--- Tasks and exercises ---
A) From the email about the libvirt boot deadlock, copy the passage between "Is that a sync" and "to the request.", inclusive.
B) In the email about the libvirt boot deadlock, what version of libvirt-daemon-system is the report filed against?
C) Continue the email about the libvirt boot deadlock from the point where it stops.

Guido Günther agx at sigxcpu.org
Wed Nov 3 18:15:37 GMT 2021


Hi Ron,

Sorry for the broken boot. That's always annoying.

On Sat, Oct 30, 2021 at 05:39:45PM +1030, Ron wrote:
> Package: libvirt-daemon-system
> Version: 7.0.0-3
> Severity: important
> 
> Hi,
> 
> Systemd has a class of boot-time races which can result in deadlock,
> which I learned more than I ever wanted to know about when Buster to
> Bullseye upgrades started leaving me with machines that were off the
> network when they were rebooted ...  The reason for that is a bit of a
> tangle of otherwise unrelated packages, and there are many ways this
> *could* happen, but the root of it in my particular case was the libvirt
> package switching to use socket activation instead of letting the daemon
> create its own socket when it is ready to respond to requests on it.
> 
> The race occurs because the .socket unit creates the libvirt control
> socket very early in the boot, before even the network-pre target is
> reached, and so long before the libvirtd.service dependencies are
> satisfied and the daemon itself can be started to handle requests.
> 
> The deadlock in my case occurs when a udev rule for a device already
> attached at boot tries to assign that device to a VM.
> 
> Prior to Bullseye, what would occur is:
> 
>  The udev rule calls a small script on device hot/cold plug which
>  checks a config file, and if the device is allocated to a VM, then
>  calls virsh to attach it to that VM.

Is that a sync call to virsh from udev via RUN ? 

>  This 'immediately' either succeeds, fails because the desired VM
>  is not actually running (yet), or fails because libvirtd is not
>  running and virsh did not find its socket present.
> 
>  If either of the failure cases occur, the calling script fails
>  gracefully, and a QEMU hook will later handle attaching the device
>  if/when libvirtd and the desired VM is actually started.
> 
> But in Bullseye there's a three-way race, and if the zombie socket is
> created before the udev rule runs, then virsh connects to it, but hangs
> indefinitely waiting for libvirtd.service to be able to start and
> respond to the request.

So far sounds like expected behaviour for socket activation.

> The deadlock in this specific case then happens when ifupdown-pre (but
> it could be any of many other things) calls udevadm settle to give the
> initial network devices a chance to be fully set up and available before
> the networking.service brings them up.

Entries for bounding box labeling
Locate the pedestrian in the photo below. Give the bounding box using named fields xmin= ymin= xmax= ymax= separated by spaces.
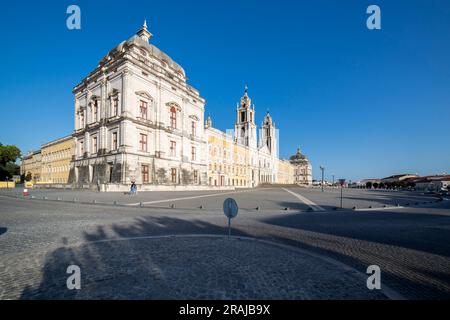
xmin=130 ymin=181 xmax=137 ymax=195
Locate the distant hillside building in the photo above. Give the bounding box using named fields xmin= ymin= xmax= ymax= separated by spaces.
xmin=289 ymin=148 xmax=312 ymax=185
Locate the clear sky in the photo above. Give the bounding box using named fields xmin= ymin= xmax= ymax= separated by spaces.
xmin=0 ymin=0 xmax=450 ymax=180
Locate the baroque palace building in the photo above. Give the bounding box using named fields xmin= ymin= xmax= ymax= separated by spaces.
xmin=22 ymin=22 xmax=312 ymax=191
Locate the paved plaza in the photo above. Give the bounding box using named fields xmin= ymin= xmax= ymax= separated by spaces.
xmin=0 ymin=186 xmax=450 ymax=299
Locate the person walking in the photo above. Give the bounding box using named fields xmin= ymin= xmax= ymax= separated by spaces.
xmin=130 ymin=181 xmax=137 ymax=195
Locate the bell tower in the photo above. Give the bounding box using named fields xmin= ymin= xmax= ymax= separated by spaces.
xmin=259 ymin=111 xmax=277 ymax=155
xmin=234 ymin=86 xmax=257 ymax=149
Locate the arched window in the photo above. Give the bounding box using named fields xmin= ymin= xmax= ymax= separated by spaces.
xmin=170 ymin=106 xmax=177 ymax=129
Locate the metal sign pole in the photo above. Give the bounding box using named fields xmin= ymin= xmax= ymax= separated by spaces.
xmin=223 ymin=198 xmax=239 ymax=239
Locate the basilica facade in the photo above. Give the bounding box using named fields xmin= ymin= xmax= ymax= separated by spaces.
xmin=68 ymin=23 xmax=310 ymax=191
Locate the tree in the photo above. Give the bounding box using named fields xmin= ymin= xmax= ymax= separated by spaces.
xmin=0 ymin=143 xmax=20 ymax=180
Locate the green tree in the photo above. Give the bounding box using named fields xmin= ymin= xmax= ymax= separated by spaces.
xmin=0 ymin=143 xmax=20 ymax=180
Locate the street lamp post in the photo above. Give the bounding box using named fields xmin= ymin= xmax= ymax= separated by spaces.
xmin=320 ymin=166 xmax=325 ymax=192
xmin=339 ymin=179 xmax=345 ymax=209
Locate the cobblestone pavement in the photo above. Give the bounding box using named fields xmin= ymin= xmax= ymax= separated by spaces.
xmin=0 ymin=237 xmax=386 ymax=299
xmin=0 ymin=189 xmax=450 ymax=299
xmin=0 ymin=187 xmax=436 ymax=211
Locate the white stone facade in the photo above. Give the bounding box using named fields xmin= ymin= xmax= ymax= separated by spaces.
xmin=69 ymin=23 xmax=310 ymax=191
xmin=69 ymin=21 xmax=207 ymax=190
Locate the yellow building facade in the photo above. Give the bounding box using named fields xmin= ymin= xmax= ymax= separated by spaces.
xmin=277 ymin=159 xmax=295 ymax=184
xmin=40 ymin=136 xmax=75 ymax=184
xmin=20 ymin=150 xmax=42 ymax=183
xmin=207 ymin=128 xmax=249 ymax=188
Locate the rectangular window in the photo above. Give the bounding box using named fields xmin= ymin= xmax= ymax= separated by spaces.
xmin=141 ymin=164 xmax=149 ymax=183
xmin=194 ymin=170 xmax=198 ymax=183
xmin=170 ymin=168 xmax=177 ymax=183
xmin=170 ymin=141 xmax=177 ymax=157
xmin=139 ymin=133 xmax=147 ymax=152
xmin=139 ymin=100 xmax=147 ymax=120
xmin=80 ymin=111 xmax=84 ymax=128
xmin=191 ymin=147 xmax=196 ymax=161
xmin=111 ymin=132 xmax=117 ymax=150
xmin=112 ymin=98 xmax=119 ymax=116
xmin=92 ymin=100 xmax=98 ymax=122
xmin=170 ymin=107 xmax=177 ymax=129
xmin=92 ymin=137 xmax=97 ymax=153
xmin=191 ymin=121 xmax=197 ymax=137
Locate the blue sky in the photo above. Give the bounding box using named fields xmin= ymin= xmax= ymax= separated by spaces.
xmin=0 ymin=0 xmax=450 ymax=180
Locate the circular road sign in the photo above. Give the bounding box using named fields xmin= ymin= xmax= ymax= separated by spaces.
xmin=223 ymin=198 xmax=238 ymax=219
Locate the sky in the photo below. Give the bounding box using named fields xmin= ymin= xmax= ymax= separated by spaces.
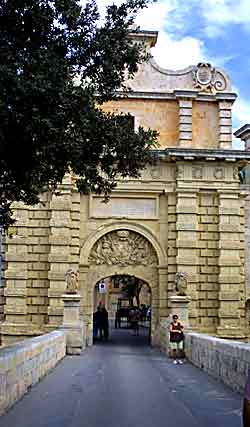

--- Exercise answers ---
A)
Is that a sync call to virsh from udev via RUN ? 

>  This 'immediately' either succeeds, fails because the desired VM
>  is not actually running (yet), or fails because libvirtd is not
>  running and virsh did not find its socket present.
> 
>  If either of the failure cases occur, the calling script fails
>  gracefully, and a QEMU hook will later handle attaching the device
>  if/when libvirtd and the desired VM is actually started.
> 
> But in Bullseye there's a three-way race, and if the zombie socket is
> created before the udev rule runs, then virsh connects to it, but hangs
> indefinitely waiting for libvirtd.service to be able to start and
> respond to the request.

B) 7.0.0-3

C)
> 
> Which in turn then hangs waiting for the (otherwise unrelated) udev rule
> above to complete, which won't happen until libvirtd is started, which
> won't happen until the udev rule returns (or udevadm settle times out)
> and network.target (among others) can be reached.
> 
> Everything stops for two minutes until the systemd "bug solver" of
> arbitrary timeouts starts killing things, and the machine finishes
> booting without any network devices.
> 
> 
> The latter can be avoided (in most cases at least) with a tweak to
> the networking.service dependencies (the bug I've reported here
> https://bugs.debian.org/998088 has more of the gory details of this
> problem from the perspective of ifupdown's entanglement in it).
> 
> But we can avoid this specific incarnation of it completely if the
> libvirtd.socket unit declared the same ordering dependencies as the
> libvirtd.service does, so that anything calling virsh, at any time,
> can reasonably expect an answer in finite time instead of blocking
> indefinitely to wait for a service (that systemd already knows
> does not even have the basic preconditions to make it eligible to
> start yet but ignores that to create the socket anyway).
> 
> Unless systemd gets smarter about this, there may always be a race
> with the possibility of circular deadlocks if creation of the
> socket and responding to requests for it are not atomic with the
> creation of the service using it - so it may actually be better to
> just go back to letting the daemon create and manage the socket
> itself (as its "activation" signal to users of that socket) - but
> we can at least narrow the window for losing it significantly if
> we defer creation of the socket until at least the point where
> systemd thinks it can attempt to start the daemon (though with
> no guarantee of success at that still ...)

it sounds like the problem comes about because:

- there's sync call for a (potentially) long runnig program invocation
  in a udev rule which udev recommends against in it's man page

  This can only be used for very short-running foreground tasks. Running an event process for a long period of time may block all further events for this or a dependent device.

  (virsh can take a long time even when libvirtd is up)

- ifupdown invokes udevadm settle which waits for the above and things
  go downhill.

I'm not into systemd's details of socket activation but from the above
I'm not yet convinced there's anything on the libvirt side to fix. The
best argument I would by is: worked before, don't regress on upgrades
(which could also be fixed by a mention in the NEWS file.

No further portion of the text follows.